═══ Material for this task ═══

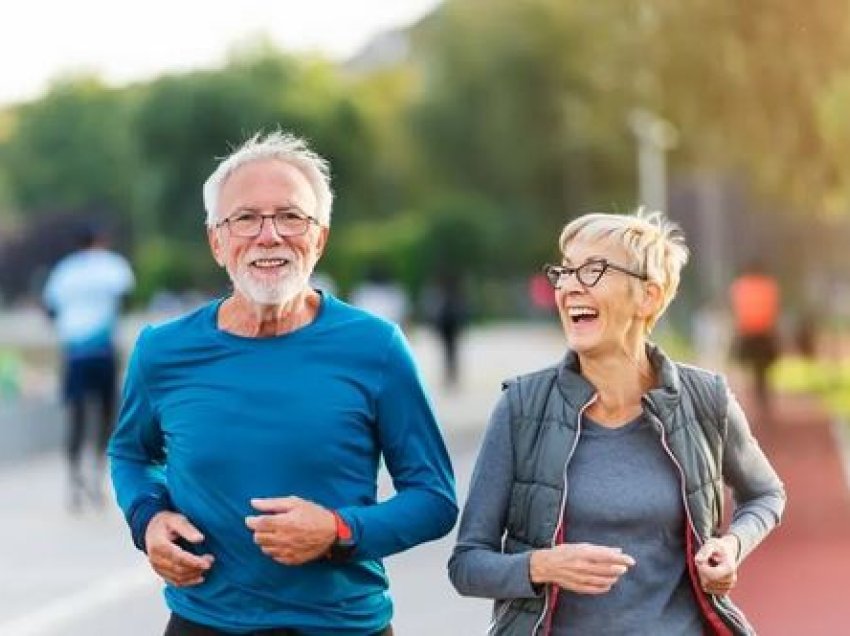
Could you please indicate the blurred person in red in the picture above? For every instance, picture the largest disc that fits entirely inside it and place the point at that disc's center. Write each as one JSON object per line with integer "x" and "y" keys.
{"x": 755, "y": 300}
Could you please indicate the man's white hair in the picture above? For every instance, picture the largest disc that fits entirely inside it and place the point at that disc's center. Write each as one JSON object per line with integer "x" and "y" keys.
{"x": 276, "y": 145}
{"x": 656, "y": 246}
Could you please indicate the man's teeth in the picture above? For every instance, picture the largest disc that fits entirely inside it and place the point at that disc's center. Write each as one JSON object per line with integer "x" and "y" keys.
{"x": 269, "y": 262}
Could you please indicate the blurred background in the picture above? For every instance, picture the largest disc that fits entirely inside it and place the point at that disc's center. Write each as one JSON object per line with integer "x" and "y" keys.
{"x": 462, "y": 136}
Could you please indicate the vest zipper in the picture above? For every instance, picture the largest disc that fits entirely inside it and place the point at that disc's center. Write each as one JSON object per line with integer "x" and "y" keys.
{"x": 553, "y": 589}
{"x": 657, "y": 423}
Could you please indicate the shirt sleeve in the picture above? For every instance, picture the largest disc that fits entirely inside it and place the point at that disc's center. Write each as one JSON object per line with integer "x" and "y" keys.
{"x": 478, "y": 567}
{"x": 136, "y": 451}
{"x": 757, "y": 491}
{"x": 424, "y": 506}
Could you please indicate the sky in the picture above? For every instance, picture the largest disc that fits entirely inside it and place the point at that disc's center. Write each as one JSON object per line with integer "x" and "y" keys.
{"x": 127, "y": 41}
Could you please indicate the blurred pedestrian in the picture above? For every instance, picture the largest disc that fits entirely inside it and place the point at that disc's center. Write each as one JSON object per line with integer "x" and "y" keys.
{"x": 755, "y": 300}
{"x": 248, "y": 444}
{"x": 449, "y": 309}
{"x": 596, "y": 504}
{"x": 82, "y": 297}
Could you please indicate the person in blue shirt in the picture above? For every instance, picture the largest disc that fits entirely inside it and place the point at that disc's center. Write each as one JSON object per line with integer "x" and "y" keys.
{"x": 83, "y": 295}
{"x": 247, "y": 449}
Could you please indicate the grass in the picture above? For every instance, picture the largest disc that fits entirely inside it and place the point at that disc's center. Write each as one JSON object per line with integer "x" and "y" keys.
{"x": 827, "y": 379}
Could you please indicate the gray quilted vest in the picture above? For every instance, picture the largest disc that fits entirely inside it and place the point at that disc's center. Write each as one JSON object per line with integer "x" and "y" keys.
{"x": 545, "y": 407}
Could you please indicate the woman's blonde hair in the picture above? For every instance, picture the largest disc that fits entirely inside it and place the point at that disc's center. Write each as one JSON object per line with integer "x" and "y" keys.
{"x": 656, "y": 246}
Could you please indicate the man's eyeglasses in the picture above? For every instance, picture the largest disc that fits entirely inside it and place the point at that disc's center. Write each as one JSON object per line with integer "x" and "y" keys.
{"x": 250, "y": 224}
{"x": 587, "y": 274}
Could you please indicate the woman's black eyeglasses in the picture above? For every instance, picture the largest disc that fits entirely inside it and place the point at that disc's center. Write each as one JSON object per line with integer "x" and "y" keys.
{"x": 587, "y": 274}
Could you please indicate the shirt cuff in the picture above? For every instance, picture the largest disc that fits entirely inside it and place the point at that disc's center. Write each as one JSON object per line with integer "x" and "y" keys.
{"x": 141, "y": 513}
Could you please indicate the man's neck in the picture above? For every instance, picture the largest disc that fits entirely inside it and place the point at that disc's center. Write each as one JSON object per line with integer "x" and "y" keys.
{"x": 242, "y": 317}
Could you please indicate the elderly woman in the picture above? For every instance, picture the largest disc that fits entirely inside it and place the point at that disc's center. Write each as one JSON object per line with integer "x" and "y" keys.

═══

→ **Task to carry out**
Leave out the pictures and transcribe everything else exactly.

→ **Solved exercise**
Could you please indicate the blurred person in red in the picture above? For every instance, picture the largest disc that fits entirely inside it and place the point at that disc's center. Write each as one JSON object per line with integer "x" and "y" keys.
{"x": 755, "y": 300}
Could you please indicate the man's white hair in the picture above? For every instance, picture the largest disc that fits entirely inside it and place the point at that disc's center. Write each as one JSON object per line with integer "x" and "y" keys.
{"x": 276, "y": 145}
{"x": 656, "y": 246}
Could you please indicate the man's teeth in the picture above? For every instance, picture the largest disc that fits entirely inside it and place the point at that disc's center. Write each as one JSON object per line with integer "x" and "y" keys.
{"x": 269, "y": 262}
Could you please indicate the blurred background in the picture above? For every instance, picture the largest disc that fits entirely inside it and place the point at that disc's center. Write each as one JSON object per line with integer "x" and "y" keys.
{"x": 462, "y": 136}
Could you please indicate the vest zipper in the picture above? For every instance, picture the largest disc that fits entirely inside it and place the point at that disc's center. Write each as one JSON object per line with integer "x" and "y" keys.
{"x": 553, "y": 589}
{"x": 657, "y": 423}
Could you please indicate the shirt sleeve in the picture above? For every instance, picture the largest disc that fits entirely inside it and place the point at that disc's center. Write each as one JSON object per line with integer "x" and "y" keys.
{"x": 478, "y": 567}
{"x": 136, "y": 451}
{"x": 757, "y": 491}
{"x": 424, "y": 506}
Could you please indicate the sky in the picture above? For every instance, picture the largest disc that fits entirely inside it and place the point at that disc's center. Write each as one JSON object per line with integer "x" and "y" keys.
{"x": 127, "y": 41}
Could you please indicate the blurred pedestrian in the picture above? For every instance, picture the largest disc that fits entirely inside it and place the point at that disc's center. Write each as one JSON object per line with integer "x" and "y" keys.
{"x": 755, "y": 300}
{"x": 248, "y": 444}
{"x": 449, "y": 309}
{"x": 596, "y": 504}
{"x": 82, "y": 297}
Could you please indicate the person in blue shirt in the picture above? For every instance, picture the largest disc that fits entirely inside it and place the point at that disc's center. Write each as one JSON object per line with integer "x" and "y" keys.
{"x": 83, "y": 295}
{"x": 247, "y": 449}
Could you please indicate the grass in the picture above? For every instance, picture the largest disc that fits entirely inside it and place the point at that disc's center. Write each as one JSON object per line with integer "x" and "y" keys.
{"x": 827, "y": 379}
Could you please indicate the gray quilted vest in the picture above? For every instance, picture the largest disc that fits entirely inside it and place the point at that disc's center. Write each as one JSON object per line with integer "x" and "y" keys.
{"x": 545, "y": 407}
Could you please indicate the woman's blonde hair in the picture above? For every instance, picture the largest disc that fits entirely inside it and place the point at that disc's center. Write each as one JSON object per line with integer "x" and "y" keys.
{"x": 656, "y": 246}
Could you please indicate the man's eyeglasses in the picture above? For every instance, picture the largest disc that fits entirely inside it and place the point at that disc's center. Write each as one JSON object per line with integer "x" and "y" keys.
{"x": 250, "y": 224}
{"x": 587, "y": 274}
Could you please indicate the woman's black eyeglasses in the picture above? For every instance, picture the largest disc that fits entirely inside it and place the point at that disc's center. Write each as one JSON object per line with integer "x" and "y" keys.
{"x": 587, "y": 274}
Could you please indicate the shirt cuff in the picture above? For every instance, picture the largest disc that fits entirely inside it and place the point at that disc's center. Write each as one JSON object per line with integer "x" and "y" keys.
{"x": 141, "y": 513}
Could you please indicate the man's neck in the picture above? For every instance, picture the largest disc that fits entirely inside it and place the point at that disc's center. Write each as one JSON object per line with integer "x" and "y" keys.
{"x": 242, "y": 317}
Could you please indicate the elderly woman in the picture above? For every instance, picture the largest disc that fits entirely inside it and place the point at that disc's center. Write each as one JSON object per line with integer "x" and "y" keys.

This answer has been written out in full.